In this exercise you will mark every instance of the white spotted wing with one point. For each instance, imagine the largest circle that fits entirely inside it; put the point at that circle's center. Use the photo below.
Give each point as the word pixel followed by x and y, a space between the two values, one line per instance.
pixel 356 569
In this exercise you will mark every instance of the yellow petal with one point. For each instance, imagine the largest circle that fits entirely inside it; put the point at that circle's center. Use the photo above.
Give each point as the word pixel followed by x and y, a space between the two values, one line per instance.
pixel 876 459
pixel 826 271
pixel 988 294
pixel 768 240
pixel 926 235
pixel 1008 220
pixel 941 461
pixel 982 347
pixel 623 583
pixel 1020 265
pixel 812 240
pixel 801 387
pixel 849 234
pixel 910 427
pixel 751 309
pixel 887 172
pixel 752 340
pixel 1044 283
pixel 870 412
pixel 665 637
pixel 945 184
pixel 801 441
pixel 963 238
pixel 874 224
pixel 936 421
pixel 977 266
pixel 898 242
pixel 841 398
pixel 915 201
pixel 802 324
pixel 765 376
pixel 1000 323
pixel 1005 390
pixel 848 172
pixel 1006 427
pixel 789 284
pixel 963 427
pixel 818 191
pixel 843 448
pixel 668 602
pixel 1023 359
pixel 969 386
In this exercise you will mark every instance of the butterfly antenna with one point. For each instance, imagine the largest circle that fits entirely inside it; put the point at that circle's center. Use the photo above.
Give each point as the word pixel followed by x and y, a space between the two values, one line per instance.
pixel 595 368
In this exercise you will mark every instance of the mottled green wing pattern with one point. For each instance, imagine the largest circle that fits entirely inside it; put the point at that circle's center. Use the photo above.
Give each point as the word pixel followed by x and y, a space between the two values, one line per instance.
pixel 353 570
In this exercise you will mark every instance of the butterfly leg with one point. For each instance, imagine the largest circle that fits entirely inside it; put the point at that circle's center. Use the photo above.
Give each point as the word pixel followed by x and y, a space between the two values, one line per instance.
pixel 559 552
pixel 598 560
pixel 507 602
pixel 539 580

────

## Exercise instructions
Could you output every line of the data above as a JSON list of strings, one string per line, leaving out any blank lines?

## Complete answer
[
  "In this exercise you will mark every instance of the white spotted wing with one point. For each instance, imagine the largest circle that fits entirely inside it; put the point at that circle's center. Use the photo below.",
  "Give each point as the word pixel followed by x and y, a space between the two values, one line per instance.",
  "pixel 356 569",
  "In this exercise you will mark every instance of the yellow petal with one point. For each instance, imagine the largest circle that fits entirely inside it; put the point at that circle's center. Use the photo above.",
  "Give each point as the word pixel followed by x and y, a space between the two values, one line per instance.",
  "pixel 876 459",
  "pixel 826 271",
  "pixel 988 294",
  "pixel 768 240",
  "pixel 926 235",
  "pixel 1008 220",
  "pixel 941 461",
  "pixel 982 347",
  "pixel 623 583",
  "pixel 1020 265",
  "pixel 812 240",
  "pixel 801 387",
  "pixel 849 234",
  "pixel 910 427",
  "pixel 751 309",
  "pixel 887 172",
  "pixel 752 340",
  "pixel 1044 283",
  "pixel 870 412",
  "pixel 665 637",
  "pixel 945 184",
  "pixel 801 441",
  "pixel 963 238",
  "pixel 874 224",
  "pixel 936 421",
  "pixel 977 266",
  "pixel 898 242",
  "pixel 841 398",
  "pixel 915 201",
  "pixel 802 324",
  "pixel 765 376",
  "pixel 1000 323",
  "pixel 1005 390",
  "pixel 848 172",
  "pixel 1006 427",
  "pixel 789 284",
  "pixel 963 427",
  "pixel 818 191",
  "pixel 843 448",
  "pixel 668 602",
  "pixel 1023 359",
  "pixel 969 386",
  "In this exercise you will mark every instance of the butterfly antenna with one point. For each instance, imagine the largest circle that fits entirely inside it; put the point at that circle's center. Use the photo above.",
  "Give each point as the word pixel followed by x and y, a space between the two values, one line per instance.",
  "pixel 595 368",
  "In this exercise you will mark every instance of the mottled green wing pattern with one point. For each instance, imagine the largest circle that fits entirely inside it; put the point at that circle's center. Use the photo above.",
  "Give each point as the word pixel followed by x and y, a space between the two values, one line per instance.",
  "pixel 353 570",
  "In this exercise you will mark every instance of the butterfly leg with one point. For each instance, imagine the largest circle that fits entirely inside it; put the point at that circle's center. Use the photo above.",
  "Give each point as the word pixel followed by x and y, a space between the two values, one line per instance.",
  "pixel 559 552",
  "pixel 598 560",
  "pixel 507 602",
  "pixel 539 580"
]